*Selected excerpt*.
The Scud-B, the basic Iraqi model, weighs 5,900 kg (13,000 pounds). The Patriot weighs about one-tenth that much, but that isn’t even the real comparison, because these 1991-model Patriots weren’t designed to hit the target, just get near it and detonate a very small warhead. So it was more like rolling a bowling ball down the alley, then trying to roll a billiard ball at it with a firecracker taped on, in the hope of deflecting the bowling ball into the gutter.

Or imagine trying to stop a falling grain silo by tossing a hand grenade at it. Unlikely.

The best chance a Patriot had against a huge tube like the Scud-B was to ignite the fuel or detonate the warhead. The first Patriot model used tiny fragments as shrapnel (about two grams each), but as the mission evolved from killing fragile jets to bringing down grain-silo sized unguided Scuds, the size of the fragments grew, up to 45 grams, about two ounces, in the PAC-2 model.

Check out this classic Cold-War video to see the C model in action, accompanied by Casio soundtrack and Disney narration.

Eventually, American defense contractors were forced, against every instinct they had, to come up with something as hard, straightforward, and primitive as the Scud itself.

And that’s how the strangest Patriot of all, the “kinetic energy” variant, was born. “Kinetic energy” is one of those wonderful DoD terms that make blunt facts seem very arcane. It means, basically, “hit a rock with a rock.” The PAC-3 version of the Patriot, the “kinetic energy” version, was the first model designed to hit the target, not just get near it and spray shrapnel at it. The PAC-3 still used shrapnel, (called a “lethality enhancer” in that wonderful DoD lingo) but that was a backup system, an added option; the basic weapon was simply a big heavy weight thrown at the target at very high speed.

It’s a matter of what one great cartoonist called “Relativistic Baseball,” meaning if you throw an ordinary baseball fast enough, say two-thirds the speed of light, you could destroy an entire city with it. The Patriot PAC-3 obviously doesn’t approach that kind of velocity, but it does reach a speed high enough to burn into the target and ignite whatever’s inside it, warhead, propellant, even fuselage.

It’s a kind of weapon the original Cold-War designers could never have imagined. They had no computing power worth mentioning, so they made up for it with warhead power, often nukes. Both the Patriot and the Scud have ancestors which used nuclear warheads.

The Scud only makes sense as a weapon when armed with a nuclear warhead. Without it, it’s a lame retro gimmick, a bigger and more expensive V2.

But the Patriot has a big-bang ancestor too: the Nike Hercules MIM-14, which used a nuclear warhead to blow up anything within a sphere the size of a small city, in theory saving the inhabitants of American cities from nuclear annihilation, while bathing them in fallout which would give them free tanning for life, what was left of it.

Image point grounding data
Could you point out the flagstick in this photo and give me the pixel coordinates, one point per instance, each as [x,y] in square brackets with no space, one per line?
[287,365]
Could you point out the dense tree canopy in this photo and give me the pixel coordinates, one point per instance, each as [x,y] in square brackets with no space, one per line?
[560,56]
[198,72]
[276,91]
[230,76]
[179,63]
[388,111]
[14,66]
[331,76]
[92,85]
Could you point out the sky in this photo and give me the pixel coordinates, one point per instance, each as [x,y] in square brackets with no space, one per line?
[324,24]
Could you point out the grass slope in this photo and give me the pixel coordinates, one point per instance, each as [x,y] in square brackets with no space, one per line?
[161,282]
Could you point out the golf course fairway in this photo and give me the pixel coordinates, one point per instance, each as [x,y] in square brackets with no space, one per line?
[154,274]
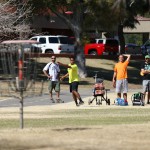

*What to do*.
1. Summarize the passage on Patriot missiles in two sentences.
2. What weights does the passage on Patriot missiles give, and what does each one describe?

*Responses by task*.
1. The 1991-model Patriots, far lighter than the Scud-B, were designed only to get near a target and detonate a small warhead, so their shrapnel fragments grew from about two grams to 45 grams in the PAC-2 as the mission shifted to bringing down Scuds. The PAC-3 "kinetic energy" version was the first designed to hit the target directly, at a speed high enough to burn into it and ignite what is inside, and both the Patriot and the Scud have ancestors that used nuclear warheads.

2.
- 5,900 kg (13,000 pounds): the Scud-B
- About one-tenth of the Scud-B's weight: the Patriot
- About two grams each: the shrapnel fragments of the first Patriot model
- Up to 45 grams (about two ounces): the shrapnel fragments of the PAC-2 model